### [Document segment]
# Pros and Cons



## tommycheng1728 (Nov 23, 2005)

what is everyone take on 18" rims as opposed to 19" rims? pros and cons for each?


----------



## Starrbuck (Dec 13, 2005)

The 19's are 1 inch bigger than the 18's.


----------



## BlownGTO (Dec 9, 2005)

LOL, 19's look too big, tires are more expensive, sidewalls are getting way too small and the wheels themselves are more pricey. 18 Wheels fit perfect with the look of the car, you can still run a 40 sidewall and tires are cheaper!

Stick with the 18's, you wont regret it!


----------



## LYNMUP (Nov 26, 2005)

The 18's will offer more tire sidewall for curb checks. 19's would require a 245/35 tire which would be very little sidewall. Would be a bit more noisy too. Between th two, 18's would be better for ride quality and price.


----------



## hotrod37 (Jan 29, 2006)

:agree The 18's are definetly the way to go for all the reasons stated above.


----------



## baron_iv (Nov 17, 2005)

Starrbuck said:


> The 19's are 1 inch bigger than the 18's.


I knew that was gonna happen. haha. Thank you Captain Obvious. 
Ride quality would be a real obstacle with 19" wheels, you're going to have itty bitty sidewalls unless you do some SERIOUS modification to your car. Some people say that the 18" factory wheels are too harsh, so 19" would be much worse.
Personally, I didn't buy this car for ride quality, nor did many others I bet...so if they look good and you like it...do it.


----------



## BlownGTO (Dec 9, 2005)

baron_iv said:


> I knew that was gonna happen. haha. Thank you Captain Obvious.
> Ride quality would be a real obstacle with 19" wheels, you're going to have itty bitty sidewalls unless you do some SERIOUS modification to your car. Some people say that the 18" factory wheels are too harsh, so 19" would be much worse.
> Personally, I didn't buy this car for ride quality, nor did many others I bet...so if they look good and you like it...do it.


:agree


----------



## 6QTS11OZ (Mar 27, 2005)

I have 19's and the ride isn't as bad as some are saying and I have 235/35 up front and 245/35 on the rear. I guess the mushy suspension of the goat absorbs a lot of the harshness of a smaller sidewall. With the BFG KDW 2 the road noise is about the same, if not better, as the stock tires. The KDW 2's were rated pretty good, according to The Tire Rack, as far as minimal road noise. Also I don't think 19s look to big for the goat. But yeah I do get nervous when I see a pothole  . But all in all I'm happy with the 19's. Now if I can find a nice body shop to flare the rear fenders about a 1/2" - 1", I'm going to put some nice meats on those 9.5s I have on the rear.


----------



## CrabhartLSX (Feb 12, 2006)

IMHO no car should go higher than 18's all around. It just doesn't make sense to go bigger. sure C6 vettes have 18/19s but the tire prices are insane!


----------



## TexasAggie (Mar 2, 2005)

### [Written task]
Put this sentence from the rim thread into Spanish: "The 18's will offer more tire sidewall for curb checks." The material that comes next has nothing to do with the rim thread.

### [Source data]
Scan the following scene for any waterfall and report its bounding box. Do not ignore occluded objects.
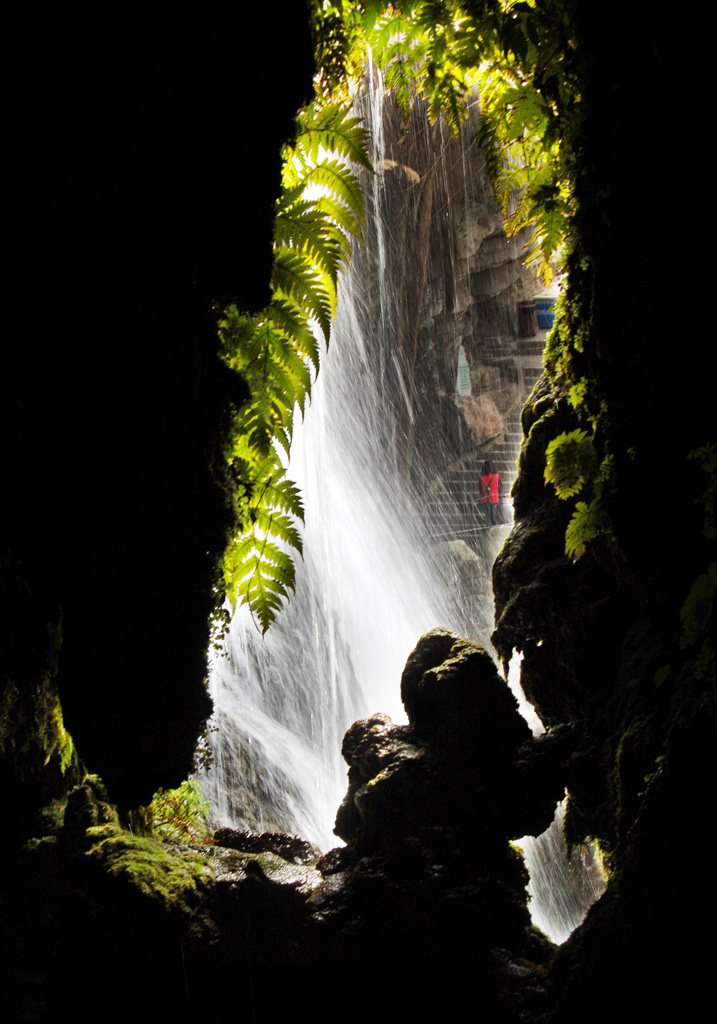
[197,64,606,932]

### [Result of this task]
Las de 18 ofrecerán más flanco de neumático para los golpes contra el bordillo.